Source material |
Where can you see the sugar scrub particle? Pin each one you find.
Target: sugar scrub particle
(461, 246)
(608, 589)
==
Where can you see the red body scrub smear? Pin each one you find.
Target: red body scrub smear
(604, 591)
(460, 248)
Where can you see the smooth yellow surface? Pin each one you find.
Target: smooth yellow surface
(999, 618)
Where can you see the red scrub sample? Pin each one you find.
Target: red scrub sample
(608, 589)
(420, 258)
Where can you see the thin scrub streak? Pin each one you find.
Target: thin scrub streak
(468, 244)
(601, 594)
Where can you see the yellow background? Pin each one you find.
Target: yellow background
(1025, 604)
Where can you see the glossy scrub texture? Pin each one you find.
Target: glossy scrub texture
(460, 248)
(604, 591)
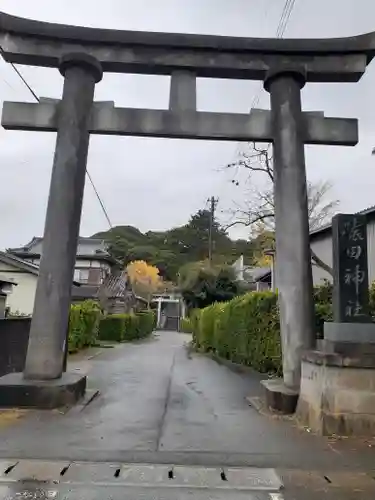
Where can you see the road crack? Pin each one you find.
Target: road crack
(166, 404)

What is expected | Pull out every line of the entries above that contains the string "sample". Treat uppercase and lowercase as different.

Task output |
Where can you see the red scrub sample? Pin each one you find.
Target: red scrub sample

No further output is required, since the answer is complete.